__THE TASK__: Reproduce the material below line for line, changing nothing.
** Begin **
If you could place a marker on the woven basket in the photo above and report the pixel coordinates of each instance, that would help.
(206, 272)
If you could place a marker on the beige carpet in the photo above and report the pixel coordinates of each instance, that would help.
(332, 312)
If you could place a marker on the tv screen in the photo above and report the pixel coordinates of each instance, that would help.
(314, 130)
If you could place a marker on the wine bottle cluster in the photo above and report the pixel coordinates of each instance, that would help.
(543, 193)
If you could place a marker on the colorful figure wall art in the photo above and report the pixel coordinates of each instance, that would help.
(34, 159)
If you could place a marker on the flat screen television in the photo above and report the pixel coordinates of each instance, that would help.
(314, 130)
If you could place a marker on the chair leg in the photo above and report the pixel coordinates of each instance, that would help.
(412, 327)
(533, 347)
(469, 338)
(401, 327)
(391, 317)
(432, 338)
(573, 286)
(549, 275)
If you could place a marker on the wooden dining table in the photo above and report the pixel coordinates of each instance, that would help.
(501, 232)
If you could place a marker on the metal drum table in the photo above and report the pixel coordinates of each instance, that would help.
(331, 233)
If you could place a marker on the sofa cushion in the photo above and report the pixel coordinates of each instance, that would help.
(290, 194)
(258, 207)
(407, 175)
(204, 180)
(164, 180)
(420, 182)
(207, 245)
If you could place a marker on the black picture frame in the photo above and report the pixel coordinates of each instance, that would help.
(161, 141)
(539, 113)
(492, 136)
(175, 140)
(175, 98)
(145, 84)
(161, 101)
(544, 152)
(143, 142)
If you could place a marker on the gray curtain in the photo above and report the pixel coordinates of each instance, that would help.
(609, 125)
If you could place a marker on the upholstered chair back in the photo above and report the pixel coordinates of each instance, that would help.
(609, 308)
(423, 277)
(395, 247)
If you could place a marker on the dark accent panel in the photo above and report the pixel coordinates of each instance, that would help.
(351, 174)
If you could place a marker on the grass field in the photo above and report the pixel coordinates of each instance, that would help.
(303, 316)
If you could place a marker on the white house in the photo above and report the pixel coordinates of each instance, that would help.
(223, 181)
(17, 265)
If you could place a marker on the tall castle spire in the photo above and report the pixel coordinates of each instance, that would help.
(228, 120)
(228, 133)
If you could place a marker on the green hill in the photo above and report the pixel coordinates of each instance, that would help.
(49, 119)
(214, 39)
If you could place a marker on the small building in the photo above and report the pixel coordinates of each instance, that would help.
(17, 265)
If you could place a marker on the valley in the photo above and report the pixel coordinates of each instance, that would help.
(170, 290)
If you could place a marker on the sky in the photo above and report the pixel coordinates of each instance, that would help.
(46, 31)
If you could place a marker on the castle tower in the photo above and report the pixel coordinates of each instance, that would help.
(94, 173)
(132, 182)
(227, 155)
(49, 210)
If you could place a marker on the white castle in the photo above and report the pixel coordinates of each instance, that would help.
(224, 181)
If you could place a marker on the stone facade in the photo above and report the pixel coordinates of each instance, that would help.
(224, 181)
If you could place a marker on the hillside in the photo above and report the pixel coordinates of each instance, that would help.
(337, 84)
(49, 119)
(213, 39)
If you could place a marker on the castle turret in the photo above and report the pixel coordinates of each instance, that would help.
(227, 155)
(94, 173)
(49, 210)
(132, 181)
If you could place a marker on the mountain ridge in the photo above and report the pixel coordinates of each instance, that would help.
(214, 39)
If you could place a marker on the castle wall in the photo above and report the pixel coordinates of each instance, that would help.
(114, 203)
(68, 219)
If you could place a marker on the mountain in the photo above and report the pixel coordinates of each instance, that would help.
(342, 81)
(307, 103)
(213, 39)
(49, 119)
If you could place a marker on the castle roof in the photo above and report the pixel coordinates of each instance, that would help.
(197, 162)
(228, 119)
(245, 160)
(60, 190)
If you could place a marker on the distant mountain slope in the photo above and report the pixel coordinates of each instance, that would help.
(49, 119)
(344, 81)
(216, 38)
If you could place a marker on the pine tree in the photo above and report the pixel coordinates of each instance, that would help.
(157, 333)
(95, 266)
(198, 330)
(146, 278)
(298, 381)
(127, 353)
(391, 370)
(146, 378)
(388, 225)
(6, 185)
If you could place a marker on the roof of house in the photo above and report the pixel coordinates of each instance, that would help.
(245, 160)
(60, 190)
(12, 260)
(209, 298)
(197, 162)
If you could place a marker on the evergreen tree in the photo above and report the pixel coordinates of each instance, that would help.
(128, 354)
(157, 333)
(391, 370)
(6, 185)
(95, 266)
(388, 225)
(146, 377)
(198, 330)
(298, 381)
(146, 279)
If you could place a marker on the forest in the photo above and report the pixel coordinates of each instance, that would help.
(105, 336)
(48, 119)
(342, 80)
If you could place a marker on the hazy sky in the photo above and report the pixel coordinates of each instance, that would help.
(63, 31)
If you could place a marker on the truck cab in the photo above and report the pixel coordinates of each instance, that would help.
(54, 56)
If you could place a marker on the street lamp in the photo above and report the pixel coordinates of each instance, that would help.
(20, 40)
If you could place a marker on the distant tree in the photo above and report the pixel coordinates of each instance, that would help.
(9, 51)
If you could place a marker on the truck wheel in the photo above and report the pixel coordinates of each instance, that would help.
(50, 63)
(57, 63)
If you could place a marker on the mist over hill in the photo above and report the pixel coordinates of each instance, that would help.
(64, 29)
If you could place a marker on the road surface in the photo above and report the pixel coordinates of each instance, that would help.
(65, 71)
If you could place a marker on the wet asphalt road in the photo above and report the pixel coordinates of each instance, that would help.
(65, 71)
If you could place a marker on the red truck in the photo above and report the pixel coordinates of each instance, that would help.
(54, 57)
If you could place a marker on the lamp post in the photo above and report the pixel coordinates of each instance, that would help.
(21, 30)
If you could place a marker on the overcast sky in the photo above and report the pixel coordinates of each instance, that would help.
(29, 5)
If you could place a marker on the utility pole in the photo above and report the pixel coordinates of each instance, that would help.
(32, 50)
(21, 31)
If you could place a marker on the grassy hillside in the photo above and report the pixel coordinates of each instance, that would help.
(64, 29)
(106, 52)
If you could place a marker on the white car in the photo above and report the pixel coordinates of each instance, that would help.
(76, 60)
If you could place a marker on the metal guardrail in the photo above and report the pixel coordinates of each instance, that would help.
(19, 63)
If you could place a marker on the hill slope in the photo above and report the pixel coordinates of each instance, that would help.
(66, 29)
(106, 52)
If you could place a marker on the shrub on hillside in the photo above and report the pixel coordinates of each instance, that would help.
** End **
__COMPLETE ANSWER__:
If you could place a marker on the woven basket in the photo above and report the pixel coordinates of each instance, that would help.
(206, 272)
If you could place a marker on the beige carpet in the photo above and report the pixel coordinates of each instance, that would help.
(332, 312)
If you could place a marker on the tv screen in the photo above and report the pixel coordinates of each instance, that would help.
(314, 130)
If you could place a marker on the wine bottle cluster in the photo above and report the pixel coordinates of each instance, that would help.
(543, 193)
If you could place a marker on the colorful figure wall art in the photo above and report the pixel coordinates of each instance, that would help.
(34, 159)
If you could place a marker on the flat screen television in the photo above and report the pixel coordinates of each instance, that would help.
(314, 130)
If you could place a marker on the chair leg in the photo above and report the pixel coordinates of each instance, that would help.
(412, 327)
(533, 347)
(469, 338)
(401, 327)
(391, 317)
(432, 338)
(573, 286)
(549, 275)
If you could place a marker on the wooden dining table in the photo above and report the pixel coordinates of each instance, that would help.
(501, 232)
If you could place a marker on the metal drum table in the photo above and report the pixel coordinates of each instance, that would help.
(331, 233)
If you could place a marker on the sofa cushion in the photo above and report the pixel coordinates of each instance, that would help.
(290, 194)
(258, 207)
(407, 175)
(204, 180)
(164, 180)
(420, 182)
(207, 245)
If you could place a marker on the black picture frame in the photo above and report the pixel coordinates of each instance, that would help.
(161, 141)
(539, 113)
(492, 136)
(175, 140)
(175, 98)
(145, 84)
(161, 101)
(544, 152)
(143, 142)
If you could place a marker on the gray curtain in the photo above and report the pixel coordinates of each instance, that would help.
(609, 125)
If you could place a marker on the upholstered chair back in the photo above and report the pixel coordinates of each instance, that would help.
(609, 308)
(423, 277)
(395, 247)
If you could place a marker on the dark accent panel in the photo above and report the pixel coordinates of each instance, that would help.
(351, 174)
If you could place a marker on the grass field in the photo above and report the pixel coordinates of each instance, that would help.
(303, 316)
If you could place a marker on the white house in the photo above and report the pixel coordinates of each instance, that would help.
(223, 181)
(17, 265)
If you could place a marker on the tall castle spire in the photo above and report the pixel coordinates of each instance, that would help.
(228, 120)
(228, 133)
If you could place a marker on the green hill in the photo above and report the pixel coordinates of each instance, that would help.
(49, 119)
(214, 39)
If you could place a marker on the small building in the photo above and report the pixel coordinates of each instance, that would help.
(17, 265)
If you could place a marker on the valley in the photo above and report the pixel coordinates of each instance, that would help.
(170, 290)
If you could place a marker on the sky in the photo above and report the pixel coordinates of each instance, that would help.
(46, 31)
If you could place a marker on the castle tower in the photo above and report the pixel coordinates of each instance, that would help.
(94, 173)
(132, 182)
(227, 155)
(49, 210)
If you could place a marker on the white castle in the photo above and report the pixel coordinates of each instance, that would help.
(224, 181)
If you could place a marker on the stone facade in the photo above and report the pixel coordinates of each instance, that would help.
(224, 181)
If you could place a marker on the hillside in the photo above and report the pixel coordinates of each instance, that would help.
(337, 84)
(49, 119)
(213, 39)
If you could place a marker on the castle turret in the photo above and report the pixel coordinates of each instance, that would help.
(227, 155)
(94, 173)
(49, 210)
(132, 181)
If you could place a marker on the mountain ridge in the photo above and report the pixel coordinates of each instance, that would help.
(214, 39)
If you could place a marker on the castle wall in the photo above and report the pixel coordinates of each instance, that would help.
(114, 203)
(68, 219)
If you could place a marker on the mountain in the photo above and report the pixel coordinates of each instance, that would help.
(342, 81)
(307, 103)
(213, 39)
(49, 119)
If you could place a marker on the castle roof in the photo above and report the pixel coordinates of each instance, that would help.
(197, 162)
(228, 119)
(245, 160)
(60, 190)
If you could place a marker on the distant mountain slope in the photo above and report the pixel coordinates of each instance, that would help.
(49, 119)
(344, 81)
(216, 38)
If you could place a marker on the pine tree in the photo above and report the pixel coordinates of each instance, that would help.
(157, 333)
(95, 266)
(198, 330)
(146, 278)
(298, 381)
(127, 353)
(391, 370)
(146, 378)
(388, 225)
(6, 185)
If you could place a marker on the roof of house in the photo above and report the pixel coordinates of each instance, that would help.
(245, 160)
(60, 190)
(12, 260)
(209, 298)
(197, 162)
If you could place a marker on the evergreen tree in the photo above and report the pixel coordinates of each instance, that would help.
(128, 354)
(157, 333)
(391, 370)
(6, 185)
(95, 266)
(388, 225)
(146, 377)
(198, 330)
(298, 381)
(146, 279)
If you could place a marker on the forest in the photo above and report the pixel coordinates of each instance, that would help.
(105, 336)
(48, 119)
(342, 80)
If you could place a marker on the hazy sky in the photo above and report the pixel coordinates of each instance, that would help.
(63, 31)
If you could place a marker on the truck cab in the photo above and report the pixel coordinates of each instance, that would help.
(54, 56)
If you could place a marker on the street lamp in the photo above and report the pixel coordinates of each instance, that would help.
(20, 40)
If you could place a marker on the distant tree in the photo above and report the pixel coordinates of each instance, that would help.
(9, 51)
If you could place a marker on the truck wheel in the photo above and report the pixel coordinates of each instance, that would help.
(50, 63)
(57, 63)
If you could place a marker on the mist over hill in the photo above and report the pixel coordinates of each instance, that would help.
(64, 29)
If you could place a marker on the road surface in the photo above and report the pixel coordinates of each instance, that would help.
(65, 71)
If you could place a marker on the wet asphalt road in the photo above and report the pixel coordinates of each instance, that would help.
(65, 71)
If you could place a marker on the red truck in the photo above and report the pixel coordinates of each instance, that would help.
(54, 57)
If you could place a marker on the lamp post in the photo above and report the pixel coordinates of each instance, that would help.
(21, 30)
If you could place a marker on the overcast sky in the photo above and report the pixel coordinates of each instance, that would help.
(29, 5)
If you could place a marker on the utility pole in the photo above and report the pixel coordinates of each instance, that would help.
(32, 50)
(21, 31)
If you could place a marker on the grassy hillside in the photo above and report the pixel coordinates of each instance, that would help.
(64, 29)
(106, 52)
If you could place a marker on the white car in the photo above and report the pixel coordinates of each instance, that would help.
(76, 60)
If you could place a marker on the metal guardrail in the photo above and report the pixel coordinates of each instance, that would help.
(19, 63)
If you could place a marker on the hill slope in the photo above and report the pixel coordinates of each instance, that would help.
(66, 29)
(106, 52)
If you could place a marker on the shrub on hillside in the photo above and report the pixel coordinates of each instance, that would help.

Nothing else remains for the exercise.